Stored data
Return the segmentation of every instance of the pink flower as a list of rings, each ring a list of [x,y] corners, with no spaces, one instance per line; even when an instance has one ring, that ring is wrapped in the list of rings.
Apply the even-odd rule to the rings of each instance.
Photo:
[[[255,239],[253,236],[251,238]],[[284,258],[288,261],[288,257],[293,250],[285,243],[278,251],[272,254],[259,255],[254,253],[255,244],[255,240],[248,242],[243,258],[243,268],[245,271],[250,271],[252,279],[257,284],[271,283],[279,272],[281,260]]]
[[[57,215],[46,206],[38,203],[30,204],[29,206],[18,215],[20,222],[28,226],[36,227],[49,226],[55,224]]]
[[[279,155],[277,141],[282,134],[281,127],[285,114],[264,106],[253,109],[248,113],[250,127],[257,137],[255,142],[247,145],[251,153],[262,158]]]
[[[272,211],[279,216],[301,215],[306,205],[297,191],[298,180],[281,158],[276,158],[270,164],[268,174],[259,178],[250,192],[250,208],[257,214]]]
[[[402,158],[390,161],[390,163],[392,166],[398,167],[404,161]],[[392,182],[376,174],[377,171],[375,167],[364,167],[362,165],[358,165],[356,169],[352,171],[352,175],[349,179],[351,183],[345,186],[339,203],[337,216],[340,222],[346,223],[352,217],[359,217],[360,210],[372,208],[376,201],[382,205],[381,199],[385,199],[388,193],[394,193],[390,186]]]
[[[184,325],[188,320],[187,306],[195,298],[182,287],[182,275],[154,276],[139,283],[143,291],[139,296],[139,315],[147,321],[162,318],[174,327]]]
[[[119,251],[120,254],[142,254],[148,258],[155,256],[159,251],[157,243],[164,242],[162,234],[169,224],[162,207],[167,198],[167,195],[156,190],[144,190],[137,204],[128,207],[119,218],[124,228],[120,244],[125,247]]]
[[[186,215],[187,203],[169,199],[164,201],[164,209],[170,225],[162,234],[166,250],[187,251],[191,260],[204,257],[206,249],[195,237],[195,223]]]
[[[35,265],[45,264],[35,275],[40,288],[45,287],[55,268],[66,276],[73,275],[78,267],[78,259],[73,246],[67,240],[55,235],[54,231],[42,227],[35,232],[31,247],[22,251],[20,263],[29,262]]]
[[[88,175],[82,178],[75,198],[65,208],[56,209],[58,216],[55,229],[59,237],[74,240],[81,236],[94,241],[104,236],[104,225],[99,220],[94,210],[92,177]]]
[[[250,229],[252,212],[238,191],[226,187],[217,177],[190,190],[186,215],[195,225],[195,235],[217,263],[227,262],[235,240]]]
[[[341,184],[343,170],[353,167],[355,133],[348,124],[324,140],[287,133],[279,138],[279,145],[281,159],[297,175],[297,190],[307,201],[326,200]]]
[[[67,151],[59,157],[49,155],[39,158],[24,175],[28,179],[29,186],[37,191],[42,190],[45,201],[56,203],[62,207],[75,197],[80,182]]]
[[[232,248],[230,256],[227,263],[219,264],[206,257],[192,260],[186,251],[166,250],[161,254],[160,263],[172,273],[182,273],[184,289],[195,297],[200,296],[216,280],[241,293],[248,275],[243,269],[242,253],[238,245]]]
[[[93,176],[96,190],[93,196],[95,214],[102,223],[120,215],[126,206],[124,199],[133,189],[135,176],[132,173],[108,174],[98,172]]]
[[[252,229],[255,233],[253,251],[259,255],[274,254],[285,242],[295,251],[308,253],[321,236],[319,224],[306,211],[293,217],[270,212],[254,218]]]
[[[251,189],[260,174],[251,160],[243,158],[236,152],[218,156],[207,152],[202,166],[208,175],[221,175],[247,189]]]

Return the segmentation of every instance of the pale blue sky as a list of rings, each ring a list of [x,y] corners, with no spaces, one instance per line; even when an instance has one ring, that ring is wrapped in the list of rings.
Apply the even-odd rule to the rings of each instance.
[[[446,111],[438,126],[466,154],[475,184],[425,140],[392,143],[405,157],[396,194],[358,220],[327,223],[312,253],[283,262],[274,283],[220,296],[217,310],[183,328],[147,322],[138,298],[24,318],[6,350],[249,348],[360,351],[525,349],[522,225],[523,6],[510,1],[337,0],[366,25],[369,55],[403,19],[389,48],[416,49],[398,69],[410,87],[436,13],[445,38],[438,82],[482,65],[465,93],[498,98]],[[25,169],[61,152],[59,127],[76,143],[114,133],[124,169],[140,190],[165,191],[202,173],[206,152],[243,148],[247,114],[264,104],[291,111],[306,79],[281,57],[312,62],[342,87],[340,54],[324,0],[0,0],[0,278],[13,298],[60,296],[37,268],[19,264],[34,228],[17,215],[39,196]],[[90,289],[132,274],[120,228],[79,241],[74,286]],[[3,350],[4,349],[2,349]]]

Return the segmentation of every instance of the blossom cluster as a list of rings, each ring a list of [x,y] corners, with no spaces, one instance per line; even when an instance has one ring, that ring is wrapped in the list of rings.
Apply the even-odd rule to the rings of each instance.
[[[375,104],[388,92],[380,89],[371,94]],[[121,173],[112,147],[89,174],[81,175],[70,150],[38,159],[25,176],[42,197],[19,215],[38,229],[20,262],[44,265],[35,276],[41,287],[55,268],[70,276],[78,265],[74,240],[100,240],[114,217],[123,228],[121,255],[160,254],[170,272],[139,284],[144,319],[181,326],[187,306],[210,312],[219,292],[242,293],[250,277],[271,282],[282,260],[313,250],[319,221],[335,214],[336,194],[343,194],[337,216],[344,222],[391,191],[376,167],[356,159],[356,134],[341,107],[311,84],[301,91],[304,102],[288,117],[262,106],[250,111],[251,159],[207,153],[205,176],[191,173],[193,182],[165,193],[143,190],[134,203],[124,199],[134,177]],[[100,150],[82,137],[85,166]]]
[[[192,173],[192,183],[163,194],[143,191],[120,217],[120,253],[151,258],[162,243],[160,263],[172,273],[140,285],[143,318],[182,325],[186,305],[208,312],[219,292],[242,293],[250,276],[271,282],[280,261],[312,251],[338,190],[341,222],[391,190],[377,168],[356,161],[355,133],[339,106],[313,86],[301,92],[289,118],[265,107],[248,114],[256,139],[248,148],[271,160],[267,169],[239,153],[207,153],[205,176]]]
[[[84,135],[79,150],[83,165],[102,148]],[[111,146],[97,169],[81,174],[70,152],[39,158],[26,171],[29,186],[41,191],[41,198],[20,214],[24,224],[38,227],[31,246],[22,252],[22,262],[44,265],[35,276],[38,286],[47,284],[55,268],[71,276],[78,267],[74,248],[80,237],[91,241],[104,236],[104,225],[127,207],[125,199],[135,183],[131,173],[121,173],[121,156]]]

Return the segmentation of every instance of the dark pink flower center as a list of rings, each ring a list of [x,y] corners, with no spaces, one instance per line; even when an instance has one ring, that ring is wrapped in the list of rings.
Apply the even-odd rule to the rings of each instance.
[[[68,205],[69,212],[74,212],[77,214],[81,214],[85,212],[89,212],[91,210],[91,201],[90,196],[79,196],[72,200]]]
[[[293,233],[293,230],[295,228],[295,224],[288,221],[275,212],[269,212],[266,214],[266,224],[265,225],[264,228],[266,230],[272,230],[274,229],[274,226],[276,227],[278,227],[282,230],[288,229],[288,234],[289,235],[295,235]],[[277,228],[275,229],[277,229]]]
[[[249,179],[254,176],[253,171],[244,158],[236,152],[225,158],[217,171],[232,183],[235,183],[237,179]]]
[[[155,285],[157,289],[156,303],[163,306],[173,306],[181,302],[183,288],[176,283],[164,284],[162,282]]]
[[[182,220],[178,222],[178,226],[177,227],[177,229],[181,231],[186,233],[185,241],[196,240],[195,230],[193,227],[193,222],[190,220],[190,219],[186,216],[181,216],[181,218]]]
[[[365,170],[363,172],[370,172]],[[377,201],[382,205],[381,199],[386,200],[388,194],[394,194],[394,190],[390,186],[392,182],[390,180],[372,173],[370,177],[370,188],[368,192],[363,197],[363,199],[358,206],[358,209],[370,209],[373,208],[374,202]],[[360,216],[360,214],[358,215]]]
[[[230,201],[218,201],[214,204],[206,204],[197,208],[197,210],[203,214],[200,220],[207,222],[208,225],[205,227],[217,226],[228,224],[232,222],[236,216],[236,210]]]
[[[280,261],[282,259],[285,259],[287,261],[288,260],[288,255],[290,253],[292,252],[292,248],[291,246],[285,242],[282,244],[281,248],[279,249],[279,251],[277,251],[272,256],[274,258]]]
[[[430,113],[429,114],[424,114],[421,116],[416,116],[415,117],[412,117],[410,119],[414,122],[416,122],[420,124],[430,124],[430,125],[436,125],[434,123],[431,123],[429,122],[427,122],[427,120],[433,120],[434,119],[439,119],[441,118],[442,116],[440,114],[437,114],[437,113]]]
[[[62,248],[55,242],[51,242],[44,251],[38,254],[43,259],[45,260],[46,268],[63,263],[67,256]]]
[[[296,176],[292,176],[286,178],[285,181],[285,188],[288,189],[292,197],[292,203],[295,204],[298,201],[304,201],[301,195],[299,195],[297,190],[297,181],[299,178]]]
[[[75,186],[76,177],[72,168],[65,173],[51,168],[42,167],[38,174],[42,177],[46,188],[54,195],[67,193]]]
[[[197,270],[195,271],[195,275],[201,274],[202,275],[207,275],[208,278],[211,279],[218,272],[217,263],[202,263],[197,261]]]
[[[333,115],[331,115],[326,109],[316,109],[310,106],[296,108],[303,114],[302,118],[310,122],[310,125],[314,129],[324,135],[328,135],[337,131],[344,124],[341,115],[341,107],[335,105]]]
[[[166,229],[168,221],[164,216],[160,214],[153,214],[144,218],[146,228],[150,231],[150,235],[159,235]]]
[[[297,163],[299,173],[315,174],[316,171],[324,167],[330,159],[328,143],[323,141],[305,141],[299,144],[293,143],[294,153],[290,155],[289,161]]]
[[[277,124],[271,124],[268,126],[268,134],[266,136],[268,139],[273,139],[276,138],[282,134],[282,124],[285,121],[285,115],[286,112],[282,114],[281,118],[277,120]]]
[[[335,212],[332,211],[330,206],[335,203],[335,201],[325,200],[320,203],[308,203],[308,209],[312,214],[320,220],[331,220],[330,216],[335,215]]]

What the task requires
Find every line above that contains the string "pink", and copy each one.

Answer for the task
Return the segmentation of every instance of the pink flower as a list of rings, each ring a list of [x,y] corners, with no spaces, one instance per line; even when an instance has one ring, that ring is wrapped in the list of rings.
Return the segmentation of every instance of the dark pink flower center as a list of rings, each ring a list of [x,y] corners, with no spaces, one instance per line; even when an instance has one ring, that ring is wrapped in the list of rings.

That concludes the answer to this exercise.